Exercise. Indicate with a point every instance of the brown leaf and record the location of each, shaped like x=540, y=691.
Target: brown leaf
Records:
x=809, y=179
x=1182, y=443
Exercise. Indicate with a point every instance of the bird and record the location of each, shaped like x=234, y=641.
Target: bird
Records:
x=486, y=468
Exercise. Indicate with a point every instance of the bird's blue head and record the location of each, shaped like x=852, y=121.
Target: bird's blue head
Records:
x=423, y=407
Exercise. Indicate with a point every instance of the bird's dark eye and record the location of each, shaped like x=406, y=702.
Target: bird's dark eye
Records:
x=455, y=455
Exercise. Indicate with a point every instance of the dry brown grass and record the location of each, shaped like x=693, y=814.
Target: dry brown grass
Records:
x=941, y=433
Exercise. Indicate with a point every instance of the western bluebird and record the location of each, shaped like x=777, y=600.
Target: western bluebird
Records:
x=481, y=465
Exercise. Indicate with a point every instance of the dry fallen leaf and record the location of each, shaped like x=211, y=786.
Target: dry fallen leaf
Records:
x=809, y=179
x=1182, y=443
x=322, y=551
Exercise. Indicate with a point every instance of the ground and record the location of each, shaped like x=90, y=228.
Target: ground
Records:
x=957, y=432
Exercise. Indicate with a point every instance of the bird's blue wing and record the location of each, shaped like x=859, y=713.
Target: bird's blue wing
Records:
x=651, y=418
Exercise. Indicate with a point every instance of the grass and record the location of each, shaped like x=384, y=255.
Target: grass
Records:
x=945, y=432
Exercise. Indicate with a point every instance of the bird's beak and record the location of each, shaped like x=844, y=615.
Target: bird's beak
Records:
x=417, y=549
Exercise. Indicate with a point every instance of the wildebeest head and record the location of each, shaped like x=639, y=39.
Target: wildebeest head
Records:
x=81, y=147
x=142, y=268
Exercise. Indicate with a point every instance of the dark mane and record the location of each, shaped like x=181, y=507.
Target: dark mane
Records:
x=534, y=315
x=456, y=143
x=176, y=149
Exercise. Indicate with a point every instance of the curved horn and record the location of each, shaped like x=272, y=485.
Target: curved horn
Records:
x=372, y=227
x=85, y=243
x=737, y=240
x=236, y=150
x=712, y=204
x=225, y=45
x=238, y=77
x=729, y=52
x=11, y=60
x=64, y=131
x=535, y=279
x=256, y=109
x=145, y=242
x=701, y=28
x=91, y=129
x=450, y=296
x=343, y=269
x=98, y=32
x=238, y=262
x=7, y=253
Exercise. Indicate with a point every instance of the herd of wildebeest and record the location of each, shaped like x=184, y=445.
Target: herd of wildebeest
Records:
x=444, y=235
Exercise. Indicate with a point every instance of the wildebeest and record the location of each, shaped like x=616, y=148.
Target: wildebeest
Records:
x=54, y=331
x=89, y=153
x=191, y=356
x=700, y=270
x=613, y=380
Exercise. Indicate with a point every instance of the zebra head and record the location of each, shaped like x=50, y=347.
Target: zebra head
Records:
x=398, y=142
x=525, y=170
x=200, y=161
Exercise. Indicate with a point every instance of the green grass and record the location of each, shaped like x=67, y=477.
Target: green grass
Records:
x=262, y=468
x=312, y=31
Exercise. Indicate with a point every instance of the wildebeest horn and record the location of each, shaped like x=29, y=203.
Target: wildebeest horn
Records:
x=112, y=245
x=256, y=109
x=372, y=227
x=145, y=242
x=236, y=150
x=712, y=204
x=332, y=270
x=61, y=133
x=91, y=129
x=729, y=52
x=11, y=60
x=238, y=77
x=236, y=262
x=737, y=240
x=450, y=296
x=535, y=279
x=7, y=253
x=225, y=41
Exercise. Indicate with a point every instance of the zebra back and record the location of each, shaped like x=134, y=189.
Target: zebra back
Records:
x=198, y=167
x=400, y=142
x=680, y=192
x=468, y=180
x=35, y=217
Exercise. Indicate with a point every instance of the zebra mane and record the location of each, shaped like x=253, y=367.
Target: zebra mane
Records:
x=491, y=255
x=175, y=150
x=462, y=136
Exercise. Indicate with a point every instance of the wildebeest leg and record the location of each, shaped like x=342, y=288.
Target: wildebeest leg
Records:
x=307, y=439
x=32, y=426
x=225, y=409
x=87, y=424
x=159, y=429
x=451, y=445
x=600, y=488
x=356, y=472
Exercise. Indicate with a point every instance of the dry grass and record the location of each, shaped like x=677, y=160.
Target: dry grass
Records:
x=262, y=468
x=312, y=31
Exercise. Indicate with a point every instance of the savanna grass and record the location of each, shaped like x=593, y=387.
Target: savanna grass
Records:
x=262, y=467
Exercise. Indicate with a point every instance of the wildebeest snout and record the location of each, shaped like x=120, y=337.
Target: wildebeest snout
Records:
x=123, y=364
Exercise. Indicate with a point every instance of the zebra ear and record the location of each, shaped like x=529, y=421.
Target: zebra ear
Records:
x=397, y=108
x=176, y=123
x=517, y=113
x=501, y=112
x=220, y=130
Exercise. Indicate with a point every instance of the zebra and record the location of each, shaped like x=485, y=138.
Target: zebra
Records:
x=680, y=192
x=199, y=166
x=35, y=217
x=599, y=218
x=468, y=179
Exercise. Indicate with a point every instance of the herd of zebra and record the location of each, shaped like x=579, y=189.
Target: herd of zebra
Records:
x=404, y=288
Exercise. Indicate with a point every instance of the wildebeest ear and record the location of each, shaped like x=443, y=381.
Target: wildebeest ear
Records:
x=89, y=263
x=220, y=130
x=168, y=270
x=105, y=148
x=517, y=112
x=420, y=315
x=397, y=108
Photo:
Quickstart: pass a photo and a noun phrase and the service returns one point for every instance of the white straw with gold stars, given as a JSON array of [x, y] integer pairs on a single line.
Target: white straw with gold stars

━━━━━━━━━━━━━━━━━━━━━━━━━━━━━━

# Written request:
Switch every "Indicate" to "Mark" in the records above, then give all the lines again with nothing else changed.

# Reply:
Exercise. Mark with a point every instance of the brown leaf and record the location of each, shaped like x=540, y=691.
Target: brown leaf
Records:
x=809, y=179
x=1182, y=443
Exercise. Mark with a point every instance of the bird and record the location of each, shaped like x=234, y=641.
Target: bird
Records:
x=486, y=468
Exercise. Mark with a point every instance of the bird's blue head and record the location of each, shaped like x=852, y=121.
Target: bird's blue head
Records:
x=423, y=407
Exercise. Mark with a point every instance of the bird's dark eye and record the location of each, shaped like x=406, y=702.
Target: bird's dark eye
Records:
x=455, y=455
Exercise. Mark with a point every instance of the dry brown grass and record the location of each, shaped like x=693, y=814.
Target: dry brown grass
Records:
x=941, y=433
Exercise. Mark with a point every instance of the western bluebird and record the location of each, shaped like x=777, y=600.
Target: western bluebird
Records:
x=481, y=465
Exercise. Mark with a point every instance of the dry fallen leaf and record the location of each, shaped like x=211, y=786.
Target: dry fallen leaf
Records:
x=809, y=179
x=1182, y=443
x=322, y=551
Exercise. Mark with a point every instance of the ground and record the location of each, shaped like x=90, y=228.
Target: ground
Records:
x=957, y=432
Exercise. Mark with a point every instance of the bird's blue wing and record the location of each, shaped like x=859, y=713.
Target: bird's blue wing
Records:
x=651, y=418
Exercise. Mark with a point every instance of the grass and record the location of each, shaped like x=384, y=255.
Target: grass
Records:
x=945, y=432
Exercise. Mark with a point every instance of the bird's beak and record the location of each, shaped like x=844, y=615.
Target: bird's beak
Records:
x=417, y=549
Exercise. Mark with a point every instance of the wildebeest head and record the location of each, shaped like x=639, y=39.
Target: wildebeest head
Records:
x=81, y=147
x=142, y=268
Exercise. Mark with a point every instance of the dark mane and record the location of each, shaped like x=181, y=507.
Target: dark mane
Records:
x=534, y=315
x=456, y=143
x=176, y=149
Exercise. Mark with a point every instance of the curved horn and record the location of each, shaped like x=272, y=485.
Target: curved horn
Records:
x=372, y=227
x=85, y=243
x=737, y=240
x=236, y=150
x=712, y=204
x=225, y=45
x=238, y=77
x=729, y=52
x=11, y=60
x=64, y=131
x=535, y=279
x=256, y=109
x=145, y=242
x=701, y=28
x=91, y=129
x=450, y=296
x=343, y=269
x=98, y=32
x=238, y=262
x=7, y=253
Exercise. Mark with a point every instance of the herd of wildebeest and record the location of each, shaped like x=184, y=445.
Target: herd of wildebeest
Records:
x=444, y=235
Exercise. Mark with a point every instance of the wildebeest and record the location of each, shaped like x=616, y=148.
Target: wildebeest
Records:
x=54, y=331
x=89, y=153
x=191, y=356
x=700, y=270
x=613, y=380
Exercise. Mark with a point every instance of the zebra head and record the location of each, shaped like x=50, y=347.
Target: zebra head
Records:
x=398, y=142
x=525, y=170
x=200, y=161
Exercise. Mark with a point every instance of the green grass and record the location of each, shaped like x=67, y=477.
Target: green grass
Records:
x=262, y=468
x=312, y=31
Exercise. Mark with a point every instance of the wildebeest horn and record the location of each, shaped like x=29, y=203.
Target: wildebeest horn
Records:
x=112, y=245
x=256, y=109
x=372, y=227
x=145, y=242
x=236, y=150
x=712, y=204
x=332, y=270
x=61, y=133
x=91, y=129
x=729, y=52
x=11, y=60
x=238, y=77
x=236, y=262
x=737, y=240
x=450, y=296
x=535, y=279
x=7, y=253
x=225, y=41
Exercise. Mark with a point every instance of the zebra back and record the location of each, shaped like x=134, y=189.
Target: zebra back
Records:
x=198, y=167
x=400, y=142
x=680, y=192
x=468, y=180
x=35, y=217
Exercise. Mark with a point every instance of the zebra mane and record the location of each, shaped like x=253, y=367.
Target: zebra mane
Records:
x=491, y=255
x=175, y=150
x=462, y=136
Exercise. Mark with a point every instance of the wildebeest leg and record the location of each, shaped like x=342, y=288.
Target: wildebeest leg
Records:
x=307, y=439
x=32, y=426
x=225, y=409
x=87, y=424
x=159, y=429
x=451, y=445
x=600, y=488
x=356, y=472
Exercise. Mark with a point every instance of the dry grass and record the location of each, shaped like x=677, y=160.
Target: dry grass
Records:
x=262, y=468
x=312, y=31
Exercise. Mark with a point every instance of the savanna grass and record the location of each, shaped like x=593, y=387.
Target: savanna grass
Records:
x=262, y=467
Exercise. Mark with a point every instance of the wildebeest snout and record the location of each, shaped like x=120, y=337.
Target: wildebeest snout
Records:
x=123, y=364
Exercise. Mark with a point every instance of the zebra ear and record the location of each, shaped like x=529, y=421.
Target: zebra ear
Records:
x=397, y=108
x=176, y=123
x=517, y=113
x=501, y=112
x=220, y=130
Exercise. Mark with a point every instance of the zebra and record the location of each, shaped like x=485, y=138.
Target: zebra
Records:
x=680, y=192
x=199, y=166
x=35, y=217
x=599, y=218
x=468, y=179
Exercise. Mark with a point every instance of the herd of zebra and record the location of each, shaped like x=579, y=189.
Target: herd of zebra
Records:
x=404, y=288
Exercise. Mark with a point every instance of the wildebeest ear and record the location of each, shaped like x=443, y=381.
Target: wildebeest ear
Records:
x=89, y=263
x=220, y=130
x=168, y=270
x=105, y=148
x=517, y=112
x=420, y=315
x=397, y=108
Photo:
Quickstart: pass a photo and a noun phrase and the service returns one point for every instance of the white straw with gold stars, given as a JSON array of [x, y] integer pairs on a single line.
Target: white straw with gold stars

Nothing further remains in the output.